Parents complain of food arriving cold, old or in an unhygienic condition. Doctors say the program has no measurable effect on childhood stunting or malnutrition. Yet hundreds of trillions of rupiah are being poured into the scheme, which has been sold to the public as a bold welfare measure but executed in ways that look far more like a patronage machine.
In its first year alone, the program had a budget of Rp 120 trillion (US$7.2 billion), larger than the combined budgets of the health and agriculture ministries. Yet the record shows a litany of failures, from mass food poisoning to poor quality control and no clear nutritional gains. The only clear beneficiaries are not the nation’s children but the network of political cronies who sit closest to the President’s table.
The National Nutrition Agency (BGN), the newly established institution meant to guarantee standards, inspires little confidence. Its senior team is dominated not by nutritionists or food scientists but by retired generals, police officers and political appointees.
The agency’s head Dadan Hindayana is an entomologist whose academic focus was insect protein, not child nutrition. Lodewyk Pusung and Sarwono, both retired army officers, occupy the deputy head and secretary posts, respectively.

[Records drawn from a collection]
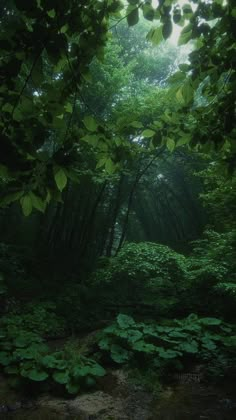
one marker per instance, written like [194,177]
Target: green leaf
[10,198]
[69,108]
[72,388]
[210,321]
[51,13]
[109,166]
[37,375]
[187,92]
[136,124]
[185,35]
[61,377]
[5,358]
[184,140]
[134,335]
[101,163]
[167,29]
[125,321]
[119,354]
[26,204]
[155,35]
[132,15]
[97,370]
[191,347]
[60,178]
[148,133]
[148,11]
[90,123]
[170,143]
[37,202]
[144,347]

* [EXERCISE 1]:
Answer these questions from the passage on the nutrition program:
(a) What was the program's budget in its first year?
(b) What was the academic focus of the agency head Dadan Hindayana?
(c) Which posts do Lodewyk Pusung and Sarwono hold?
* [EXERCISE 2]:
Decide whether each statement agrees with the passage on the nutrition program:
(a) The program's first-year budget was smaller than the combined budgets of the health and agriculture ministries.
(b) Doctors say the program has no measurable effect on childhood stunting.
(c) Nutritionists dominate the senior team of the National Nutrition Agency.
* [EXERCISE 3]: Carry on the passage on the nutrition program after its last sentence.
These records were taken from a separate source.

* [WRITTEN REPLY 1]:
(a) Rp 120 trillion (US$7.2 billion).
(b) Insect protein.
(c) Lodewyk Pusung is the deputy head, and Sarwono is the secretary.

* [WRITTEN REPLY 2]:
(a) No: "larger than the combined budgets of the health and agriculture ministries."
(b) Yes: "Doctors say the program has no measurable effect on childhood stunting or malnutrition."
(c) No: "dominated not by nutritionists or food scientists but by retired generals, police officers and political appointees."

* [WRITTEN REPLY 3]:
Jimmy Alexander Adirman and Suardi Samiran, also from military backgrounds, manage inspection and operations. Brig. Gen. Sony Sonjaya comes from the National Police, while political appointee Nanik S. Deyang, better known as a journalist and activist, was parachuted in as two other deputies. Few of these figures possess formal training in nutrition, child health or food safety.
And there is the State Logistics Agency (Bulog), tasked with distributing staple goods for the program. Once designed to guarantee food security, Bulog has long since been captured by politics. Its warehouses overflow with imported rice, yet it routinely struggles to distribute supplies efficiently. Allegations of markups, procurement fraud and logistical inefficiency are perennial.